● DOCUMENT SECTION
--------------------------------------------------
Abhishek Gupta for Microsoft Azure

Posted on Jun 8, 2020 • Edited on Jun 9, 2020

Kafka on Kubernetes, the Strimzi way! (Part 1)

#kubernetes #kafka #tutorial

Some of my previous blog posts (such as Kafka Connect on Kubernetes, the easy way!), demonstrate how to use Kafka Connect in a Kubernetes-native way. This is the first in a series of blog posts which will cover Apache Kafka on Kubernetes using the Strimzi Operator. In this post, we will start off with the simplest possible setup i.e. a single node Kafka (and Zookeeper) cluster and learn:

Strimzi overview and setup
Kafka cluster installation
Kubernetes resources used/created behind the scenes
Test the Kafka setup using clients within the Kubernetes cluster

The code is available on GitHub - https://github.com/abhirockzz/kafka-kubernetes-strimzi

What do I need to try this out?

kubectl - https://kubernetes.io/docs/tasks/tools/install-kubectl/

I will be using Azure Kubernetes Service (AKS) to demonstrate the concepts, but by and large it is independent of the Kubernetes provider (e.g. feel free to use a local setup such as minikube). If you want to use AKS, all you need is a Microsoft Azure account which you can get for FREE if you don't have one already.
--------------------------------------------------
● TASK OBJECTIVE
Can you reproduce the Kafka on Kubernetes post word for word, everything from "The code is" down to "have one already."? The records have no connection to the Kafka on Kubernetes post.
--------------------------------------------------
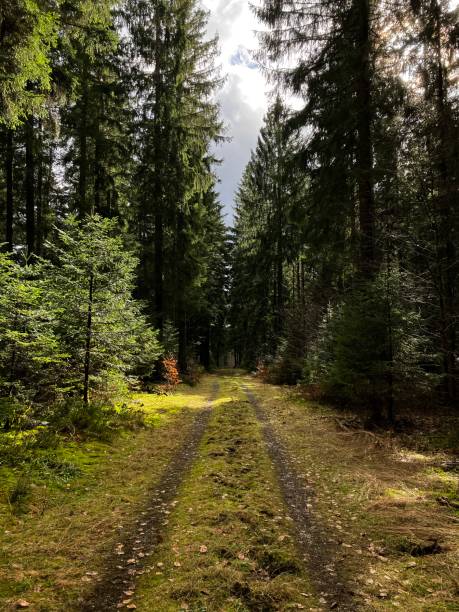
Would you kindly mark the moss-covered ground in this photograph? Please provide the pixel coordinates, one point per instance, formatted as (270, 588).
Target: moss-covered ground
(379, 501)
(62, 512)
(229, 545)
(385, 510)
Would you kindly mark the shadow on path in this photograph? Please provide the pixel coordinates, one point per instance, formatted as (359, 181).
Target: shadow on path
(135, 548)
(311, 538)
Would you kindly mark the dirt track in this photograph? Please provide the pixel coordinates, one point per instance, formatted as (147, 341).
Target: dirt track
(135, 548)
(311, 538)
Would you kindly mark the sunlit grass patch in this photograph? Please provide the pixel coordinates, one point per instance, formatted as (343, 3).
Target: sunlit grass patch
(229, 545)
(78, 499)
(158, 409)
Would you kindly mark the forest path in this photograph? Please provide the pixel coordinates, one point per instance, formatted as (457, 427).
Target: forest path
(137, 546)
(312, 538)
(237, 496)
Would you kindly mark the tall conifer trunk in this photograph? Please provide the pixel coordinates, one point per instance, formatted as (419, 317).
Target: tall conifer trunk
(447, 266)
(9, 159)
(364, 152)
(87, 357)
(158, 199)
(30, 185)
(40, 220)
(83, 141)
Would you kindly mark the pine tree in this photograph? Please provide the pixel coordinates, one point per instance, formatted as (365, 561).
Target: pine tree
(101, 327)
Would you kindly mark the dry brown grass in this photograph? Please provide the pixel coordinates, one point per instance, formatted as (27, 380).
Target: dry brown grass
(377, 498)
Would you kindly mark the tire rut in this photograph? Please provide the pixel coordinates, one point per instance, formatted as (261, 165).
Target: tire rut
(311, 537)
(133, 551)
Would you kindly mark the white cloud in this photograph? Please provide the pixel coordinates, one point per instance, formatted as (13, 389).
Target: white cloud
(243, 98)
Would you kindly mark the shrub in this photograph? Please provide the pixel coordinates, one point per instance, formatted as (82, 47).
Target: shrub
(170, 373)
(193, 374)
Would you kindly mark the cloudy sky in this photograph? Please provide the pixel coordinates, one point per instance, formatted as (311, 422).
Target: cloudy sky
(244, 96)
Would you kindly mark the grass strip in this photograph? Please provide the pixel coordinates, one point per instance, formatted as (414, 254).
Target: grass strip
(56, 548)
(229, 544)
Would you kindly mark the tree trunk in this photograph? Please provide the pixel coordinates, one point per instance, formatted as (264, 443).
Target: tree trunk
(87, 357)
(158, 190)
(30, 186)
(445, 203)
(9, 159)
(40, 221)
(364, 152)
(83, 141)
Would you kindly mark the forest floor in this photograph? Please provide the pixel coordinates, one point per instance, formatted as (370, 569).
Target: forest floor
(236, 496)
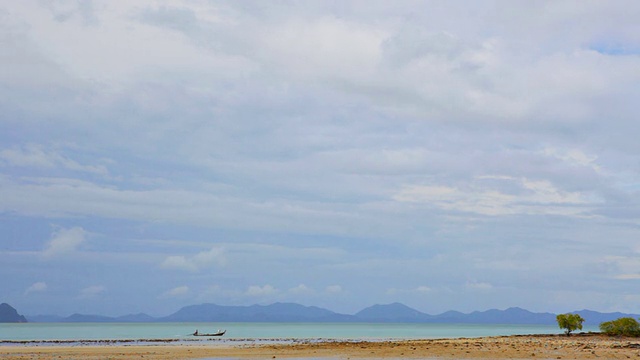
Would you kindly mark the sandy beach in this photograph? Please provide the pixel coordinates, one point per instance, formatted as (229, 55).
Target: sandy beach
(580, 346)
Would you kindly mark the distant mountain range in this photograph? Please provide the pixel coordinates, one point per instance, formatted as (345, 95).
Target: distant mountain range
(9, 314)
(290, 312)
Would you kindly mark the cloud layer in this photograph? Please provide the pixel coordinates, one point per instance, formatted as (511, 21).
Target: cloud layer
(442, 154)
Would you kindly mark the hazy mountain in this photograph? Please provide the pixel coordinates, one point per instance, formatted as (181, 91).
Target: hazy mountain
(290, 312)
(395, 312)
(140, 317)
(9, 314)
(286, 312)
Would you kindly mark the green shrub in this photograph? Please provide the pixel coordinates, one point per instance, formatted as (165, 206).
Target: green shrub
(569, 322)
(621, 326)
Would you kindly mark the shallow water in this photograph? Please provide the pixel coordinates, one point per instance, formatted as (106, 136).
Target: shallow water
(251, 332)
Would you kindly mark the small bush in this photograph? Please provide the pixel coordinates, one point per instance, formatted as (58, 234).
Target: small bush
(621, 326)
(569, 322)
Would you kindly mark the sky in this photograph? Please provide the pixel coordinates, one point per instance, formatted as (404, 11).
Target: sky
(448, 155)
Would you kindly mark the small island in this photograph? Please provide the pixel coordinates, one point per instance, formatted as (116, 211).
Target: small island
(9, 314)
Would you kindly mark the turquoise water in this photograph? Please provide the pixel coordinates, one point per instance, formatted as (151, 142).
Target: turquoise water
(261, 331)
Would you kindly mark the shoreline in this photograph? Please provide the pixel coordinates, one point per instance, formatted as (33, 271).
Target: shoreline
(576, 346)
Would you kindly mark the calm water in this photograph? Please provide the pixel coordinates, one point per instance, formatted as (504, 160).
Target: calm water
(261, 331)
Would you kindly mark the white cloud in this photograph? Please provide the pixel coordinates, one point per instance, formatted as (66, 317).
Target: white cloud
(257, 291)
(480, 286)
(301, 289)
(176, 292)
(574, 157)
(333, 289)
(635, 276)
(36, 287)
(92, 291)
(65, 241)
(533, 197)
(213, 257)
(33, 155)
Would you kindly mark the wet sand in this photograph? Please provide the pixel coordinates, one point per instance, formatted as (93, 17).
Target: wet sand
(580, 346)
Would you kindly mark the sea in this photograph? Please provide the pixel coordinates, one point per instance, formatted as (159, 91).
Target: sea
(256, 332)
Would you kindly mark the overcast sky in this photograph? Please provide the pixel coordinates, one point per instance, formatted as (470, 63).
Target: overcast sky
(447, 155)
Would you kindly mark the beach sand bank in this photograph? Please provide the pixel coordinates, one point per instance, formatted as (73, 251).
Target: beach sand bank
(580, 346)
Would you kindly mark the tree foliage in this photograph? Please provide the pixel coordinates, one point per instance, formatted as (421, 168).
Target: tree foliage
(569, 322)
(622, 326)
--------------------------------------------------
● WRITTEN ANSWER
The code is available on GitHub - https://github.com/abhirockzz/kafka-kubernetes-strimzi

What do I need to try this out?

kubectl - https://kubernetes.io/docs/tasks/tools/install-kubectl/

I will be using Azure Kubernetes Service (AKS) to demonstrate the concepts, but by and large it is independent of the Kubernetes provider (e.g. feel free to use a local setup such as minikube). If you want to use AKS, all you need is a Microsoft Azure account which you can get for FREE if you don't have one already.